*Set tasks:*
- a) Please copy the part of the power supply repair thread between "After the SMR60" and "(Sep 21, 2010)", inclusive, word for word.
- b) According to the power supply repair thread, what resistor did Marmaladee use to replace the burnt-out one?
- c) Decide whether each statement agrees with the power supply repair thread. Answer yes or no for each, and quote the deciding words.
(i) The remaining voltage is around 1.1V.
(ii) After the SMR60 burnt, the D5V output voltage rose to 80 volts.
(iii) The resistor location numbers are SBR1 and SBR2.

*Text shown:*
● ● ●
But the discharge is not completed because of improper discharge line.
So there is the remaining voltage around 1.1V, and it caused the abnormal operation at the power IC.

This abnormal operation make a voltage increasing of the SMR60, and it is the reason for the SMR60 Burnt.

After the SMR60 burnt, the D5V output voltage is increasing up to 60 Voltage, and it make a burnt of the AMP IC 
Solution :
Add the Load Resistor(220Ω 1/2W) in the SMPS to make a discharge line
The location of the resistor can be located at fixed area in the PCB
Resistor Location Number : SBR1, SBR2

Replace with a 470ohm 1/4w resistor.


----------



## Marmaladee (Sep 21, 2010)

Last note: 

BEWARE! 80 volts driving electric current across component 9U GBU605 SHS S801 is LIVE AND DEADLY EVEN AFTER POWER OFF... yeah 80 volts isn't deadly but you don't wanna go touching it. A shock can be received from the power supply chip by touching the solder underneath. I had to ground the voltage with a massive conductor. Don't recommend starting soldering until the PSU chip is completely ground.

And to clarify: I replaced the burnt out resistor with a 470ohm 1/4 watt 5% tolerance resistor and it works fine.

Samsung design their products to self destruct like this, and make customers purchase new ones. Economies of scale.


----------
● ● ●
*Dataset excerpts:*
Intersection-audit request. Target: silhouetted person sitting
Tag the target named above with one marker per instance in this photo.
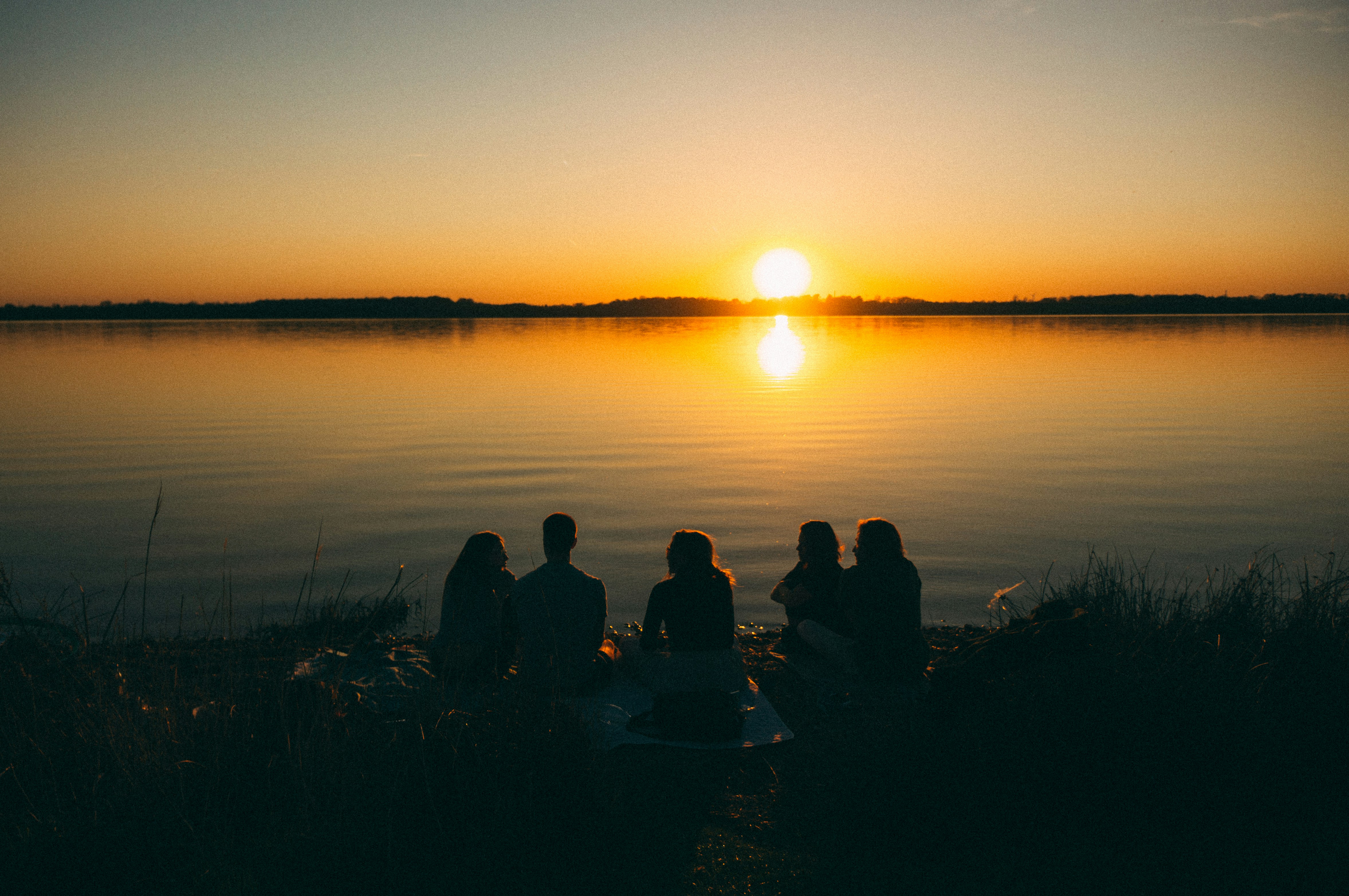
● ● ●
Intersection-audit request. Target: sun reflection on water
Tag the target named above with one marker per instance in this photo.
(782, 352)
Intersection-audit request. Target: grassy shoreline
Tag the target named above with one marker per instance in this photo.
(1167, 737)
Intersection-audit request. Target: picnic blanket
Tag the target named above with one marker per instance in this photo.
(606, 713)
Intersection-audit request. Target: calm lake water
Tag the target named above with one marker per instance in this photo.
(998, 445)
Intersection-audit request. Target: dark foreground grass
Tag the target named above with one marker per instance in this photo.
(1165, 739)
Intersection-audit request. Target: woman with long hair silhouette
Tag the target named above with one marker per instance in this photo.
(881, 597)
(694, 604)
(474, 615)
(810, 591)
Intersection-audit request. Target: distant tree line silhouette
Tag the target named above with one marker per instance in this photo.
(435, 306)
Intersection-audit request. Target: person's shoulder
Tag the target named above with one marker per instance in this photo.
● ● ●
*Solutions below:*
- a)
After the SMR60 burnt, the D5V output voltage is increasing up to 60 Voltage, and it make a burnt of the AMP IC 
Solution :
Add the Load Resistor(220Ω 1/2W) in the SMPS to make a discharge line
The location of the resistor can be located at fixed area in the PCB
Resistor Location Number : SBR1, SBR2

Replace with a 470ohm 1/4w resistor.


----------



## Marmaladee (Sep 21, 2010)

- b) A 470 ohm, 1/4 watt, 5% tolerance resistor.

- c)
(i) Yes: "So there is the remaining voltage around 1.1V"
(ii) No: "the D5V output voltage is increasing up to 60 Voltage"
(iii) Yes: "Resistor Location Number : SBR1, SBR2"